### What the exercise asks
For the string "mouse", search the entries below and copy every line where it appears.

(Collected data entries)
--*--

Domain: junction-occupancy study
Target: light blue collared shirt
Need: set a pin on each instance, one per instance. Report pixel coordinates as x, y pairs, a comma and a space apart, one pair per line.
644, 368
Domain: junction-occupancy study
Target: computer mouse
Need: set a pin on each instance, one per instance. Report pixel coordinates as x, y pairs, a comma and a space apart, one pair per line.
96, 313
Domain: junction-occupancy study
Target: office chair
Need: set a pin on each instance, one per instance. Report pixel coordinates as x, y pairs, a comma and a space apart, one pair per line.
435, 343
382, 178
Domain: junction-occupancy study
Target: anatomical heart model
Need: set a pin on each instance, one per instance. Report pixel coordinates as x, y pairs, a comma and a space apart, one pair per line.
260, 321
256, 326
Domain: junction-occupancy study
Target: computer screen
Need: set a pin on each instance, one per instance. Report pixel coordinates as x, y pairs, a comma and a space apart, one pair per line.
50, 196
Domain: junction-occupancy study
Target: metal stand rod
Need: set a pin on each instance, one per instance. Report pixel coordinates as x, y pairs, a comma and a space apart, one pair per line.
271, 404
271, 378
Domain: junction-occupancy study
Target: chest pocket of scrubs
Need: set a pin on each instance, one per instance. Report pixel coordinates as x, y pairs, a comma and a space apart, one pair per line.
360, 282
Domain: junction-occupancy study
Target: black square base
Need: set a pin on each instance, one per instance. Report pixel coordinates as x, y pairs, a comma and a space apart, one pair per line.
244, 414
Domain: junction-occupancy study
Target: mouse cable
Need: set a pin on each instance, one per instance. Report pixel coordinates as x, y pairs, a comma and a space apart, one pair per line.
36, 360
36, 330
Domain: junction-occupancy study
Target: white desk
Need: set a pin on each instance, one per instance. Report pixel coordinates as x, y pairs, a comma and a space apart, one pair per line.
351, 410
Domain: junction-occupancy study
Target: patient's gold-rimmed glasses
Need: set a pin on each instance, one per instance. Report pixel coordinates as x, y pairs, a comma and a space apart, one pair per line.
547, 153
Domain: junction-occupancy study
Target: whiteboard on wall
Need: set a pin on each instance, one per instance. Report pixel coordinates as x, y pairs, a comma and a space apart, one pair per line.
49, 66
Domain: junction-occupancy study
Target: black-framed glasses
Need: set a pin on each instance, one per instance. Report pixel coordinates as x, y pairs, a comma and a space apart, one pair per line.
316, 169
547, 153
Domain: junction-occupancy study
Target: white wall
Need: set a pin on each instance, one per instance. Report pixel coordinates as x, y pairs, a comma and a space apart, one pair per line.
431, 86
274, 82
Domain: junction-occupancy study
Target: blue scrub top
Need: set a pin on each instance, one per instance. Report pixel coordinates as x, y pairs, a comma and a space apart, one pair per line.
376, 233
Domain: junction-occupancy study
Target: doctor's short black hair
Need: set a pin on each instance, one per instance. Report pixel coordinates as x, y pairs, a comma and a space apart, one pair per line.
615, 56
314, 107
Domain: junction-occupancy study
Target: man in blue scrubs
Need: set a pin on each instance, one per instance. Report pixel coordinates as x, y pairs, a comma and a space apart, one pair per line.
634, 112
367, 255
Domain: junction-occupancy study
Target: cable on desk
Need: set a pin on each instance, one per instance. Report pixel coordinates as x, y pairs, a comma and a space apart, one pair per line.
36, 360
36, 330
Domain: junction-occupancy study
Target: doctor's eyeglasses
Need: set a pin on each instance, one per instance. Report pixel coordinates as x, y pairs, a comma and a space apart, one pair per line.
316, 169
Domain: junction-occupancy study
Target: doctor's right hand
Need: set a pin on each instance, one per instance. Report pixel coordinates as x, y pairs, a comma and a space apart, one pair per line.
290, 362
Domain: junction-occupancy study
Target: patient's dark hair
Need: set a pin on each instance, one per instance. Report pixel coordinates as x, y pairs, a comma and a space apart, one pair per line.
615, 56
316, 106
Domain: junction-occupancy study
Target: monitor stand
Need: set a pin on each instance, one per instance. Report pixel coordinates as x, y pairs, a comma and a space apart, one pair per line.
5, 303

--*--

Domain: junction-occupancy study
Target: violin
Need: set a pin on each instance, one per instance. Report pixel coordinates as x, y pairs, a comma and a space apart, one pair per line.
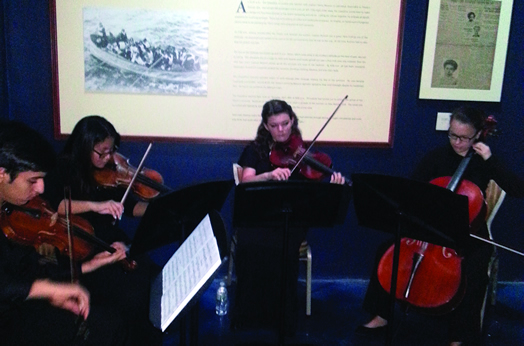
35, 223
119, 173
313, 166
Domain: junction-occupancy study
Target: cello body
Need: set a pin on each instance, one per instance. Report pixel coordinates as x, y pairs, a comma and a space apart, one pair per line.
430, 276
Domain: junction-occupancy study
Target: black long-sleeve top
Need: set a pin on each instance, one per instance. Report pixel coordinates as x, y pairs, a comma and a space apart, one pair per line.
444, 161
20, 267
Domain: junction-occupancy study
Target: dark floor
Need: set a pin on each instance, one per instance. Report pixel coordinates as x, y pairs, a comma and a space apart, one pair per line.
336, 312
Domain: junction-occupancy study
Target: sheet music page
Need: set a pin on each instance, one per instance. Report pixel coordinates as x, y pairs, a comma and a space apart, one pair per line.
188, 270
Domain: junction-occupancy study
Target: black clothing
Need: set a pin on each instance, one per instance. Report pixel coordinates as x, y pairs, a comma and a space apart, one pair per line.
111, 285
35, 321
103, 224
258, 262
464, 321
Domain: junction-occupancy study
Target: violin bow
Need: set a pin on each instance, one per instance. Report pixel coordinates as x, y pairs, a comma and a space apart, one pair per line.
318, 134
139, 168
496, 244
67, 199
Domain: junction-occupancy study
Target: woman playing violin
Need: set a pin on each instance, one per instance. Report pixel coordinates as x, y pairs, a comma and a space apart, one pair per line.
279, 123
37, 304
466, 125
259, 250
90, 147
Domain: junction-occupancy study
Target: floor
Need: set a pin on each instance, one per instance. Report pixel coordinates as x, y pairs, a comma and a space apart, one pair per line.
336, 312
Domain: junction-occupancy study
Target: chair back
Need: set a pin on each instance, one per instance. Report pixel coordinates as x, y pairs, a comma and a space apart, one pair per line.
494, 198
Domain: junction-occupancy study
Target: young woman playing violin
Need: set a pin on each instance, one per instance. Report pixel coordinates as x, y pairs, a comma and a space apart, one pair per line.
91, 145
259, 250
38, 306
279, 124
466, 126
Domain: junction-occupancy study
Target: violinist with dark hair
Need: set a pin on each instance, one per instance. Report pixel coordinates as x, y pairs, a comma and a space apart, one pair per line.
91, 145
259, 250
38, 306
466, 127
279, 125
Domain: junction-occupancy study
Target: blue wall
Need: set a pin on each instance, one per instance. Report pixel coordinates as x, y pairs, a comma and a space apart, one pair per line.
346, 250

--*--

### Exercise output
Target: computer mouse
Target: mouse cable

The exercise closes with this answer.